── Available data ──

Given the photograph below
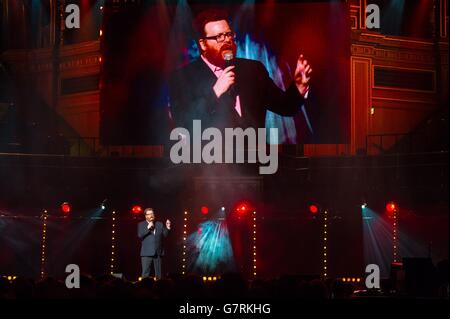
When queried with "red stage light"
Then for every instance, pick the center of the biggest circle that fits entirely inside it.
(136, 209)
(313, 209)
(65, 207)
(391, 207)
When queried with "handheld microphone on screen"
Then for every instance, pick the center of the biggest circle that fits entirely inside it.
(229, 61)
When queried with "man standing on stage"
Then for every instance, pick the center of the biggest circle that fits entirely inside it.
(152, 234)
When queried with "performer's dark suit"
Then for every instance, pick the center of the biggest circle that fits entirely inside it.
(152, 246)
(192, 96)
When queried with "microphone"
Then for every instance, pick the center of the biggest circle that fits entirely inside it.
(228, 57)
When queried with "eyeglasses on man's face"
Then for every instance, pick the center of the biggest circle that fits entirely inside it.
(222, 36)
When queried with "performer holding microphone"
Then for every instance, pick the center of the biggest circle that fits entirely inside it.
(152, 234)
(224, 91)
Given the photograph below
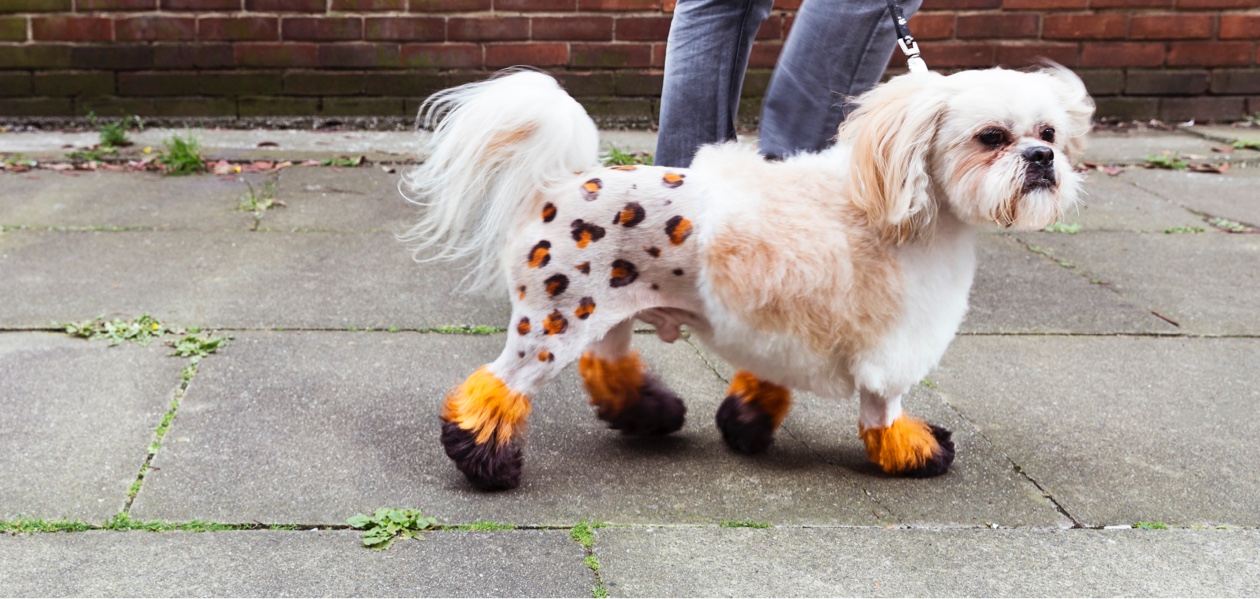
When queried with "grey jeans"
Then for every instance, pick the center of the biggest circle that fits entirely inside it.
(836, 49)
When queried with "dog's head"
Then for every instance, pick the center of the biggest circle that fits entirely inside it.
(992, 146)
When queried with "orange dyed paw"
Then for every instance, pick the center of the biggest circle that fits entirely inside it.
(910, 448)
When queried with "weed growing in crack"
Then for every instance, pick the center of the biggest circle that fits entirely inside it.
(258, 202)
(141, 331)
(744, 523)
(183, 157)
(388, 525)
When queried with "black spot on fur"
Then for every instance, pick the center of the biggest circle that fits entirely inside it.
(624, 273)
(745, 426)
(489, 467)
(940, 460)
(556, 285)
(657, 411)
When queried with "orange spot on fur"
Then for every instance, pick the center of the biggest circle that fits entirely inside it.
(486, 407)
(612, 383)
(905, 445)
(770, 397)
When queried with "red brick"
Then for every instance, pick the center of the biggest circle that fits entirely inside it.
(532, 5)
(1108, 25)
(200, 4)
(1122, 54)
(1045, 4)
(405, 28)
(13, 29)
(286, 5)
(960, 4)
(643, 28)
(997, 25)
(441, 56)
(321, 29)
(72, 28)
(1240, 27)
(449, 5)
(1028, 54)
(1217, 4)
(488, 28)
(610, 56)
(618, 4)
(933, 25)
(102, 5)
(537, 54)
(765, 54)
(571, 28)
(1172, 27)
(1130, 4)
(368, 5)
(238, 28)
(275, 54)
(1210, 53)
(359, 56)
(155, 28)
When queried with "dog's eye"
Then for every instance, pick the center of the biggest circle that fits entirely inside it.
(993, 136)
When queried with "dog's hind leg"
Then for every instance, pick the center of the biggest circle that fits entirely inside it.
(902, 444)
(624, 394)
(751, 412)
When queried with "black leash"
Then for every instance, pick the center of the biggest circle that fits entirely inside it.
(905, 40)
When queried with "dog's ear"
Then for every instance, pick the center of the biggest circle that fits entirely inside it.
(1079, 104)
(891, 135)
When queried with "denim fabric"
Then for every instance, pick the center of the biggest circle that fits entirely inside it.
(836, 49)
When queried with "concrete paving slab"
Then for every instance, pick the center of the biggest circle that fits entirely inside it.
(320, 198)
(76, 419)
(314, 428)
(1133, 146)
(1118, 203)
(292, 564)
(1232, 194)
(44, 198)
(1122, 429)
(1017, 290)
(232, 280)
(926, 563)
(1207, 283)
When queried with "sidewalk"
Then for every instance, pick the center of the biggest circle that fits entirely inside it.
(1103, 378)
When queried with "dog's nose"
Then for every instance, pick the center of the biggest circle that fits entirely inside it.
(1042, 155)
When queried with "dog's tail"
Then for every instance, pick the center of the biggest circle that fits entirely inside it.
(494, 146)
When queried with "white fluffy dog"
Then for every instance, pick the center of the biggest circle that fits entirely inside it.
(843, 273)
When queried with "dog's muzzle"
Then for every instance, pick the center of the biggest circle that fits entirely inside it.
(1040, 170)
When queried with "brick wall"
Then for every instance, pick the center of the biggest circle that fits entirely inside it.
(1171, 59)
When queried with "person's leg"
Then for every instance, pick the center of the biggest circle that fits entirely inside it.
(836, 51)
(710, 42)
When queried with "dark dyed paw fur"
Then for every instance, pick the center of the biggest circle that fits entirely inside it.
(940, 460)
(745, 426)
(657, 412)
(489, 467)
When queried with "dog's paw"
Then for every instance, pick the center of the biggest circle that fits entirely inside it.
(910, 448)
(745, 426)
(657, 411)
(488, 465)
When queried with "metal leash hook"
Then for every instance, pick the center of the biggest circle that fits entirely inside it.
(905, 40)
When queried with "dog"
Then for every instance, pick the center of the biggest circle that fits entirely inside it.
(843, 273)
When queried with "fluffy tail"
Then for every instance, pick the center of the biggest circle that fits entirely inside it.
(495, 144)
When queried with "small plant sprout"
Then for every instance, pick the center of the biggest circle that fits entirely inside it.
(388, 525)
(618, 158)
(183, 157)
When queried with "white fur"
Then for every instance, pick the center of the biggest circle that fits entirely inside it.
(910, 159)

───
── Available data ──

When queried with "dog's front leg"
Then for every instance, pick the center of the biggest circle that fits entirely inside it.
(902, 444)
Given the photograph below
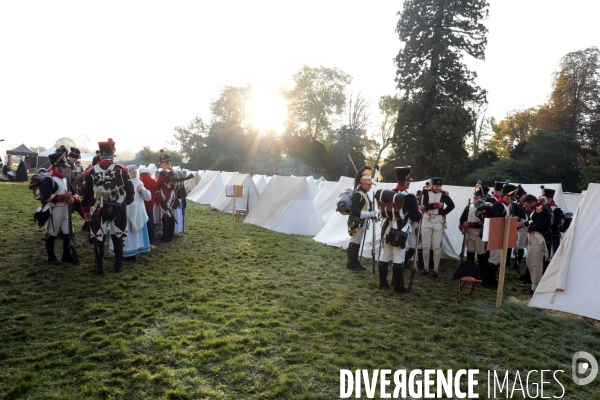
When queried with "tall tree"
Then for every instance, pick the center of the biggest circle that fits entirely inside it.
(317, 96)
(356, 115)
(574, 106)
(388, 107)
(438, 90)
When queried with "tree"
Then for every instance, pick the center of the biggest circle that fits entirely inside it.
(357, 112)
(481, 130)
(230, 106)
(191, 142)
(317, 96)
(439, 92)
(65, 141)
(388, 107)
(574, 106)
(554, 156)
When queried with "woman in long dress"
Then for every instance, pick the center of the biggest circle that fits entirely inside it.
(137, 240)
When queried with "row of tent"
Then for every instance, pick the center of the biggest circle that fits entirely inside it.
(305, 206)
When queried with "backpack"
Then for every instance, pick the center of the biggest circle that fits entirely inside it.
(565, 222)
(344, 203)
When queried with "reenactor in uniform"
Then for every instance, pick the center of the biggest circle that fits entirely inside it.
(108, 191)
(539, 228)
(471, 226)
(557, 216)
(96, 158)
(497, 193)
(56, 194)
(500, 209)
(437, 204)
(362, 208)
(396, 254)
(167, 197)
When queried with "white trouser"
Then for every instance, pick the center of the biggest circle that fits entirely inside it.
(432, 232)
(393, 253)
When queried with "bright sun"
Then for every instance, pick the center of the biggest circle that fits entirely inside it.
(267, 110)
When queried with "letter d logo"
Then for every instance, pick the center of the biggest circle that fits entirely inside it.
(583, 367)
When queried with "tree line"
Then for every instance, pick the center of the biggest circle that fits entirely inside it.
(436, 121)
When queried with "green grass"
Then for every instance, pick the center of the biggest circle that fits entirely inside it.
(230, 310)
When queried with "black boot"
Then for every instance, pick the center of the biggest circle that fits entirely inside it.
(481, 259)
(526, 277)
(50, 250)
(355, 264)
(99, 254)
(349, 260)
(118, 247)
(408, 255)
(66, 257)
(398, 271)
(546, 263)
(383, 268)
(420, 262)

───

## Work instruction
Whenever the string "dyed" shows up in a line above, copy that line.

## Answer
When queried with "orange dyed paw"
When queried with "dark dyed paw fur"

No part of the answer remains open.